RECORDS FOR THIS TASK Block Start
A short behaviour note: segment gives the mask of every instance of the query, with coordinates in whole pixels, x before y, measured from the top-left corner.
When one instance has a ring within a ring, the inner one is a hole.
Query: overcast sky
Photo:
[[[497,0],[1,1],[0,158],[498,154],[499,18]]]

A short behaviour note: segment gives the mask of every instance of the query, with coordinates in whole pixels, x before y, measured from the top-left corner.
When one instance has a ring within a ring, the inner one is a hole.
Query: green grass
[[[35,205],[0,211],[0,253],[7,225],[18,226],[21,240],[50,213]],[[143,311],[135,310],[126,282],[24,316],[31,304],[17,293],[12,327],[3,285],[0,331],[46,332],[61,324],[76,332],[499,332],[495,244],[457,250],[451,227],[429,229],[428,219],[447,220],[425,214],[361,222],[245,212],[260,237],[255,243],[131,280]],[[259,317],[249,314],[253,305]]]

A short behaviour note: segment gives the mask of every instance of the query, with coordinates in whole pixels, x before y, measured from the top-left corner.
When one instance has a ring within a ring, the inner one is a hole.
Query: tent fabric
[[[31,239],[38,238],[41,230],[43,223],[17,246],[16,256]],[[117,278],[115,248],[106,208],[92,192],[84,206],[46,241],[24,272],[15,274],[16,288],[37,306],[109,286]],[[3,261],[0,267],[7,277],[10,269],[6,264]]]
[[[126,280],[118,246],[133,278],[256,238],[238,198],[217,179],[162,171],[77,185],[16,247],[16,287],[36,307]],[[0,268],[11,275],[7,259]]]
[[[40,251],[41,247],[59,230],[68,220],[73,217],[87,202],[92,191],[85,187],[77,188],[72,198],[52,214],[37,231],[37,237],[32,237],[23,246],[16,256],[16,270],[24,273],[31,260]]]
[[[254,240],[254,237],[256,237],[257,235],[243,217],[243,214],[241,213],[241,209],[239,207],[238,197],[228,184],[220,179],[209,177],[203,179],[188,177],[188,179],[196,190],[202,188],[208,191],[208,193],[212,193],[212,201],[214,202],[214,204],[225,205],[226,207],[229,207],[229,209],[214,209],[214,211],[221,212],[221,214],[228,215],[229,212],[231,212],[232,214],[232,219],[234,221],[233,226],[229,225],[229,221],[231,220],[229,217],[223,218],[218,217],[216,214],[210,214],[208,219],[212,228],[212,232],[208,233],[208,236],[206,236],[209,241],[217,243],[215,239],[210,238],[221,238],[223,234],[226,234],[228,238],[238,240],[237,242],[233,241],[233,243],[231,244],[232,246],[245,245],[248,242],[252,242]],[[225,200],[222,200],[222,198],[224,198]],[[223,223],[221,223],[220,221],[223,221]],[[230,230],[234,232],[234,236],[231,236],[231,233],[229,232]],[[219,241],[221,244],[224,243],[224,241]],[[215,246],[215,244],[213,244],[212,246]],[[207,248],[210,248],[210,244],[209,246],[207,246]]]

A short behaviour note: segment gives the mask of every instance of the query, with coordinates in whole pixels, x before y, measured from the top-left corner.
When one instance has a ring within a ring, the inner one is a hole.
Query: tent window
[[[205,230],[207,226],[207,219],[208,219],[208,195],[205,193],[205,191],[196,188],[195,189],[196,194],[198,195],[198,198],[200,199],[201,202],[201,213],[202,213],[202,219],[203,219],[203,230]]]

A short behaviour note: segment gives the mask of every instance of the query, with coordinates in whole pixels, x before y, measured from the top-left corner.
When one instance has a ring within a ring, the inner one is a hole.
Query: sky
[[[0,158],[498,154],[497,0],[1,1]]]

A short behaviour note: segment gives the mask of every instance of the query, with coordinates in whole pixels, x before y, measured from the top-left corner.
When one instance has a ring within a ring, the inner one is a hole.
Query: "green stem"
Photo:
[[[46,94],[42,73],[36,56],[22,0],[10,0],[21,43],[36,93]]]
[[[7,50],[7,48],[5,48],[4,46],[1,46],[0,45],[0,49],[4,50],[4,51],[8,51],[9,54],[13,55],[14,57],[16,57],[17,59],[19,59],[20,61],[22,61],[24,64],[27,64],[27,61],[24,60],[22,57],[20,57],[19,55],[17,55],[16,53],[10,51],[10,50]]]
RECORDS FOR THIS TASK Block End
▶ _HOW TO COMPLETE THIS TASK_
Each entry must appear in the reply exactly as written.

▶ _ANSWER SECTION_
A short behaviour note: segment gives the mask of every instance of the query, with coordinates in whole pixels, x before y, measured from the top-left corner.
When one instance has a ring within a ring, the inner one is a hole.
Query: overcast sky
Photo:
[[[497,0],[1,1],[0,158],[498,154],[499,18]]]

A short behaviour note: segment gives the mask of every instance of the query, with coordinates in whole pixels, x before y, measured from the top-left corner.
When one instance has a ring within a ring, the inner one is a hole.
Query: green grass
[[[35,205],[0,211],[0,253],[7,225],[18,226],[21,240],[50,213]],[[143,311],[135,310],[126,282],[24,316],[31,304],[17,293],[12,327],[3,285],[0,331],[46,332],[61,324],[76,332],[499,332],[495,244],[457,250],[451,227],[429,229],[428,219],[447,220],[425,214],[361,222],[245,212],[260,237],[255,243],[131,280]],[[259,317],[249,314],[253,305]]]

A short behaviour note: segment gives the mask of every instance of the query, with coordinates in whole pixels, x before y, measured from the top-left corner.
When one instance has a ring within a ring, the inner one is a hole.
Query: tent fabric
[[[31,239],[38,238],[41,230],[43,223],[17,246],[16,256]],[[117,278],[115,248],[106,208],[92,192],[84,206],[46,241],[24,272],[15,274],[16,288],[37,306],[109,286]],[[3,261],[0,267],[7,277],[10,269],[6,264]]]
[[[126,280],[118,246],[133,278],[256,238],[238,198],[217,179],[162,171],[77,185],[16,247],[16,287],[36,307]],[[0,268],[11,275],[7,259]]]
[[[40,251],[41,247],[59,230],[68,220],[73,217],[87,202],[92,191],[85,187],[77,188],[72,198],[52,214],[37,231],[37,237],[32,237],[23,246],[16,256],[16,270],[24,273],[31,260]]]
[[[254,240],[254,237],[256,237],[257,235],[243,217],[243,214],[241,213],[241,209],[239,207],[238,197],[228,184],[220,179],[209,177],[203,179],[188,177],[188,179],[196,190],[202,188],[208,191],[208,193],[212,193],[212,201],[214,202],[214,204],[225,205],[226,207],[229,207],[229,209],[214,209],[214,211],[221,212],[221,214],[228,215],[229,212],[231,212],[232,214],[232,219],[234,221],[233,226],[229,225],[229,221],[231,220],[229,217],[223,218],[218,217],[216,214],[210,214],[208,219],[212,228],[212,232],[208,233],[208,236],[206,236],[209,241],[217,243],[215,239],[210,238],[221,238],[223,234],[226,234],[228,238],[238,240],[237,242],[233,241],[233,243],[231,244],[232,246],[245,245],[248,242],[252,242]],[[225,200],[222,200],[222,198],[224,198]],[[223,223],[221,223],[220,221],[223,221]],[[230,230],[234,232],[234,236],[231,236],[231,233],[229,232]],[[219,241],[221,244],[224,243],[224,241]],[[215,246],[215,244],[213,244],[212,246]],[[207,248],[210,248],[210,244],[209,246],[207,246]]]

A short behaviour note: segment gives the mask of every instance of the query, with coordinates in whole pixels, x before y, measured from the top-left corner.
When one instance has a ring within a ring, the inner one is a hole.
Query: tent window
[[[205,230],[207,226],[207,219],[208,219],[208,195],[205,193],[205,191],[196,188],[195,189],[196,194],[198,195],[198,198],[200,199],[201,202],[201,213],[202,213],[202,219],[203,219],[203,230]]]

A short behaviour note: segment gives the mask of every instance of the query, with coordinates in whole pixels, x before y, measured from the top-left corner.
When one instance has a ring within a ring, the inner one is a hole.
Query: sky
[[[0,158],[498,154],[497,0],[1,1]]]

A short behaviour note: segment gives the mask of every instance of the query, with coordinates in whole pixels, x before y, measured from the top-left corner.
When one instance has a ring within a ring, the inner one is a hole.
Query: "green stem"
Photo:
[[[46,94],[42,73],[36,56],[22,0],[10,0],[21,43],[36,93]]]
[[[7,50],[7,48],[5,48],[4,46],[1,46],[0,45],[0,49],[4,50],[4,51],[8,51],[9,54],[13,55],[14,57],[16,57],[17,59],[19,59],[20,61],[22,61],[24,64],[27,64],[27,61],[24,60],[22,57],[20,57],[19,55],[17,55],[16,53],[10,51],[10,50]]]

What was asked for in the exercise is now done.